Kutipan Teks:
<<<<
Ini catatan tercecer
saat saya mengikuti ceramah Sekretaris Pimpinan Pusat Muhammadiyah, Dr. Abdul
Mukti, M.Ed di Sragen beberapa waktu lalu. Daripada hanya tersimpan di catatan
pribadi, saya ‘share’ semoga bermanfaat.
Menurut Abdul Mukti,
manusia itu secara fitrah, dititahkan oleh Allah menjadi makhluk sosial.
Artinya, hidupnya tidak bisa dipisahkan dengan orang lain. Mereka tidak bisa
hidup tanpa orang lain.
Dalam
konteks ini, ada tiga dimensi yang perlu kita perhatikan. Pertama, manusia harus hidup bermasyarakat. Kedua, hidup kita tergantung kepada orang lain. Seberapa baik
hubungan (komunikasi) kita dengan orang lain, akan menentukan tingkat keberhasilan
kita. Ketiga, kita perlu membangun
silaturahmi dengan orang lain.
Silaturahmi
memiliki dua akar kata, yaitu silah yang
artinya menyambung yang putus, dan arrohim
yang berarti kasih sayang. Silaturahmi juga bermakna habl (hubungan) kabel/cable,
dan tali.
Silaturahmi
dapat pula diartikan mengurai benang yang kusut, yang ruwet. Atau melanjutkan
sesuatu yang telah lalu, yang telah tersambung, dan melanjutkan hubungan yang
baik. Keterangan tersebut mengandung pengertian connecting, to joint - bergabung, hubungan.
Dari
beberapa uraian di atas, secara ringkas silaturahmi mengandung pengertian menyambung
kasih sayang yang putus. Dalam pengertian ini, silaturahmi itu merupakan
hubungan personal yang universal, tak mengenal batas.
Menurut
badan kesehatan PBB, WHO, sehat itu memiliki 4 dimensi, yakni Sehat fisik, Sehat
emosi, Sehat
sosial, dan Sehat spiritual. Dan ternyata, silaturahmi mampu menciptakan
hidup sehat yang mencakup empat dimensi tersebut.
>>>>
Data Tersimpan:
<<<<
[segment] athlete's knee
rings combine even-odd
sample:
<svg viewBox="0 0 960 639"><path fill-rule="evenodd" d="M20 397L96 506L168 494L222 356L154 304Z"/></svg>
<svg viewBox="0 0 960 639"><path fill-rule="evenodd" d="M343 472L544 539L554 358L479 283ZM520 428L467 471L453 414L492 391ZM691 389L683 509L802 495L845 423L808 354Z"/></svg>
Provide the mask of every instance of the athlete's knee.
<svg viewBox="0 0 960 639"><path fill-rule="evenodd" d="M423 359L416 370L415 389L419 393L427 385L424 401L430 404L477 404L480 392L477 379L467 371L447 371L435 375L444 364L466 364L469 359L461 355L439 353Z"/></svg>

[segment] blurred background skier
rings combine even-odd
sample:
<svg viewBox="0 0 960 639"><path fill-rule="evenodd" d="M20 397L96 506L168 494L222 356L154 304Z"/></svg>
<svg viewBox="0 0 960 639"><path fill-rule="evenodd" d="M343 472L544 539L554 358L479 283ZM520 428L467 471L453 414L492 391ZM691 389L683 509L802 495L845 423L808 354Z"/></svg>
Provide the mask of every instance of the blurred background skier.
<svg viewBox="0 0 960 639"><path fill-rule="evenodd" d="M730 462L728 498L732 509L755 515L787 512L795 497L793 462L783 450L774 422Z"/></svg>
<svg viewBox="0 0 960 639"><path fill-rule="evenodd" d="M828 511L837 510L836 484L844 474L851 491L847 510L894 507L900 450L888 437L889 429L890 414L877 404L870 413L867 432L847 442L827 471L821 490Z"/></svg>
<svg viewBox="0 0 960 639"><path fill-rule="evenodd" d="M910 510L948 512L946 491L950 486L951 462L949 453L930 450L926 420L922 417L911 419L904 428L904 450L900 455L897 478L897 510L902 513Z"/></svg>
>>>>
Tujuan Tugas:
Lanjutkan teks tentang makna silaturahmi di atas, mulai tepat setelah kalimat terakhirnya.

Jawaban Tertulis:
Ada
10 hal yang membuat orang bahagia. Urutan pertama bukan pada banyak memiliki
uang atau rumah dan kendaraan bagus, tetapi “berada pada situasi dengan
orang-orang yang dicintai”. Atau karena memiliki “hubungan baik dan sehat
dengan sesama”.
Hubungan
sehat dengan sesama bisa berhasil dengan beberapa jalan.
Pertama, Open mind. Pikiran,
ilmu, wawasan yang terbuka. Ketika menghadapi persoalan akan bisa
diselesaikan dengan banyak cara, sudut pandang, dan alternatif lain.
Kedua, Open heart, hati lapang. Ketiga, Open house, rumah yang lapang, bisa menerima semua orang.
Keempat, mau mendengarkan masukan,
suara, pikiran dan pandangan orang lain, untuk memperoleh pencerahan.
Agar
bisa open, harus punya sifat pemaaf. Maafkan orang yang salah. Orang yang salah
dengan sengaja – menyalahi perlu diberi
hukuman sesuai tingkat kesalahannya. Sedangkan orang
yang salah
karena bodoh, tidak tahu, perlu dibantu,
dibimbing, dinasehati. Agar tidak menjadi orang yang selalu marah, harus
pemaaf.
Agar
orang bisa open juga harus menjadi manusia pemaklum. Tentang sikap pemaklum, ada cerita menarik saat Abdul
Mukti tinggal beberapa tahun di Autralia untuk menempuh studi di Australian
National University.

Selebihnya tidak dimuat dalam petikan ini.